__WRITTEN REQUEST__
Rewrite all of the records below, putting "a single point each" wherever "one point apiece" appears and keeping everything else the same.

__MATERIAL PROVIDED__
━━━━

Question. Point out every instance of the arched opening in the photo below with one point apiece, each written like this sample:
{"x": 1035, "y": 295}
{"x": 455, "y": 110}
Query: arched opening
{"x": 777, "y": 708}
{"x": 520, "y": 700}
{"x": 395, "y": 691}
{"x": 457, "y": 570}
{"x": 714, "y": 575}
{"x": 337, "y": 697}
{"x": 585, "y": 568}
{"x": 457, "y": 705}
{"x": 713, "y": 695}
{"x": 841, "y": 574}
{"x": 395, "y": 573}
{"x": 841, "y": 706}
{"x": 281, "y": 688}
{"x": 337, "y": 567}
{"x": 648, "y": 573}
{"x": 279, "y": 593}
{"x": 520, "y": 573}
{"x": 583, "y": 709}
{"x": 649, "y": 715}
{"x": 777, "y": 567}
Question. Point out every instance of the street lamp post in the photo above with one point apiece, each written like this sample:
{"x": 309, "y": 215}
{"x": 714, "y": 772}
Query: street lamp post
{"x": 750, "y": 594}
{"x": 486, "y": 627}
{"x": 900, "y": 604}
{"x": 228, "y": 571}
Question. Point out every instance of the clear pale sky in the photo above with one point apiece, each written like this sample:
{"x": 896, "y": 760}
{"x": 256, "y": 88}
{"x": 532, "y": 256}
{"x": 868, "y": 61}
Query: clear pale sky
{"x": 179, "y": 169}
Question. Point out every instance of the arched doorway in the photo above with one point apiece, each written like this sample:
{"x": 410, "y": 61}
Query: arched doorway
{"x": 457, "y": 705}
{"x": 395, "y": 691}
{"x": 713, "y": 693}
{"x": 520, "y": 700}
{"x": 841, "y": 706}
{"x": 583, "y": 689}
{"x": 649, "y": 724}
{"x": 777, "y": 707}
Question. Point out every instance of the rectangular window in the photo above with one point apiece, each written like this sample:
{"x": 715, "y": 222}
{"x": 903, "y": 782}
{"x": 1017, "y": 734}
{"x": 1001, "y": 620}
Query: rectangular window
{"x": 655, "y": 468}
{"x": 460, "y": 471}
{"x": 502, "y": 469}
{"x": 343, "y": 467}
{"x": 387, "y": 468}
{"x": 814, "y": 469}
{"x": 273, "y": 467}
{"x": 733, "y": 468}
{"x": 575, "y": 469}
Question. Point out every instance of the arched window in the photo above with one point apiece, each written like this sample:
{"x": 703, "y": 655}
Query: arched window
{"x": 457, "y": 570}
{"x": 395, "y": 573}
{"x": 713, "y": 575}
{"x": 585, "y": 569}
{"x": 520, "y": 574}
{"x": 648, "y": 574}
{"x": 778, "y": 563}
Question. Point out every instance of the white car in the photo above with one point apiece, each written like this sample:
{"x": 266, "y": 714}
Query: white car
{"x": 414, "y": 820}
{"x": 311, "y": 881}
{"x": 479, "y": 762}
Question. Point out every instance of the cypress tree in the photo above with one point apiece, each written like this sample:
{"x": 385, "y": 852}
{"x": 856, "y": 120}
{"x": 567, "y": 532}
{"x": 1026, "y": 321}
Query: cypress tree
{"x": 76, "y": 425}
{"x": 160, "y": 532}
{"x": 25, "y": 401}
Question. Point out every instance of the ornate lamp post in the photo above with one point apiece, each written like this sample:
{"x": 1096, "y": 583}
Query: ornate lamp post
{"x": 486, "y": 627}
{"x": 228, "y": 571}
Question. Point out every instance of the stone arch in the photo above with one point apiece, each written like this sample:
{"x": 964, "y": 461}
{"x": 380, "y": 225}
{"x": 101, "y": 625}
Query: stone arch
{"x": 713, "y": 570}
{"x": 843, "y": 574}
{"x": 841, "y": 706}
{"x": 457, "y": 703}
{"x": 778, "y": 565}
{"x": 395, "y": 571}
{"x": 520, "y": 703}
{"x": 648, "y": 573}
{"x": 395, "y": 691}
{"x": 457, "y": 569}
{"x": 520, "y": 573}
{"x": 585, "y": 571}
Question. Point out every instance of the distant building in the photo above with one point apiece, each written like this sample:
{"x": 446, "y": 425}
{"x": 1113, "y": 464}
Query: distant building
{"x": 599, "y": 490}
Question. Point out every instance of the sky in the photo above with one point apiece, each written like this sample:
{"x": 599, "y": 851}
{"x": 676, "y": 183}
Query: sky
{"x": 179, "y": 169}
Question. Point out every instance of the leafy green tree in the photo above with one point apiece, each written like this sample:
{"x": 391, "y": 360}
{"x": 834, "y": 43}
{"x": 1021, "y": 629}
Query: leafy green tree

━━━━

__RESULT FOR THIS EXERCISE__
Question. Point out every instance of the arched opening in the photo below with a single point each, each written like this sample:
{"x": 1035, "y": 295}
{"x": 455, "y": 110}
Query: arched opening
{"x": 777, "y": 708}
{"x": 520, "y": 700}
{"x": 395, "y": 691}
{"x": 457, "y": 570}
{"x": 714, "y": 575}
{"x": 337, "y": 697}
{"x": 585, "y": 568}
{"x": 457, "y": 705}
{"x": 713, "y": 695}
{"x": 841, "y": 574}
{"x": 395, "y": 573}
{"x": 841, "y": 706}
{"x": 281, "y": 688}
{"x": 337, "y": 567}
{"x": 648, "y": 573}
{"x": 279, "y": 593}
{"x": 520, "y": 573}
{"x": 583, "y": 709}
{"x": 649, "y": 715}
{"x": 777, "y": 567}
Question. Point out every instance of the street lamp post in the photo above with a single point each, each written like this sample:
{"x": 309, "y": 215}
{"x": 714, "y": 772}
Query: street lamp post
{"x": 750, "y": 594}
{"x": 486, "y": 627}
{"x": 900, "y": 604}
{"x": 228, "y": 571}
Question. Point out every instance of the clear pale sky in the photo above with a single point each, each written like this sample:
{"x": 896, "y": 760}
{"x": 256, "y": 88}
{"x": 532, "y": 256}
{"x": 868, "y": 61}
Query: clear pale sky
{"x": 179, "y": 169}
Question. Point out every instance of the arched doorway in the photo above with a single point each, each written like this sample:
{"x": 410, "y": 61}
Query: arched doorway
{"x": 457, "y": 705}
{"x": 395, "y": 691}
{"x": 713, "y": 693}
{"x": 520, "y": 700}
{"x": 841, "y": 706}
{"x": 583, "y": 689}
{"x": 649, "y": 724}
{"x": 777, "y": 707}
Question. Point out every instance of the rectangular window in the photo above with a single point each, each written like this sample:
{"x": 715, "y": 222}
{"x": 903, "y": 782}
{"x": 1017, "y": 734}
{"x": 1001, "y": 620}
Query: rectangular window
{"x": 655, "y": 468}
{"x": 460, "y": 471}
{"x": 502, "y": 469}
{"x": 343, "y": 467}
{"x": 387, "y": 468}
{"x": 814, "y": 469}
{"x": 273, "y": 467}
{"x": 733, "y": 468}
{"x": 575, "y": 469}
Question. Point out every instance of the arched window in the photo above with a single point each, each written like this sample:
{"x": 703, "y": 655}
Query: arched window
{"x": 457, "y": 570}
{"x": 395, "y": 573}
{"x": 713, "y": 575}
{"x": 585, "y": 569}
{"x": 520, "y": 574}
{"x": 648, "y": 574}
{"x": 778, "y": 563}
Question. Point out every instance of the white car in the photo above with a single point each, each written like this sample:
{"x": 266, "y": 714}
Query: white car
{"x": 414, "y": 820}
{"x": 311, "y": 881}
{"x": 479, "y": 762}
Question. Point out every instance of the cypress tree in the photo above with a single point each, each written like this sample:
{"x": 385, "y": 852}
{"x": 856, "y": 120}
{"x": 567, "y": 532}
{"x": 1026, "y": 321}
Query: cypress tree
{"x": 76, "y": 425}
{"x": 160, "y": 532}
{"x": 25, "y": 401}
Question. Point out every instance of the ornate lamp post in the photo above with a single point each, each written like this sample:
{"x": 1096, "y": 583}
Query: ornate lamp post
{"x": 486, "y": 627}
{"x": 228, "y": 571}
Question. Point out every instance of the stone arch in the photo above with a single point each, each written like this sample:
{"x": 964, "y": 461}
{"x": 380, "y": 225}
{"x": 101, "y": 625}
Query: stone arch
{"x": 713, "y": 570}
{"x": 843, "y": 574}
{"x": 841, "y": 706}
{"x": 457, "y": 703}
{"x": 778, "y": 565}
{"x": 395, "y": 571}
{"x": 520, "y": 703}
{"x": 648, "y": 573}
{"x": 395, "y": 691}
{"x": 457, "y": 569}
{"x": 520, "y": 573}
{"x": 585, "y": 571}
Question. Point out every instance of the distant building in the photo above with a single point each, each written like this sample:
{"x": 446, "y": 425}
{"x": 1113, "y": 464}
Query: distant building
{"x": 599, "y": 490}
Question. Point out every instance of the sky in the photo above with a single point each, each written like this sample:
{"x": 599, "y": 851}
{"x": 676, "y": 183}
Query: sky
{"x": 179, "y": 169}
Question. Point out every instance of the leafy green tree in the photo above with a single point each, each written like this sample:
{"x": 391, "y": 360}
{"x": 834, "y": 43}
{"x": 1021, "y": 629}
Query: leafy green tree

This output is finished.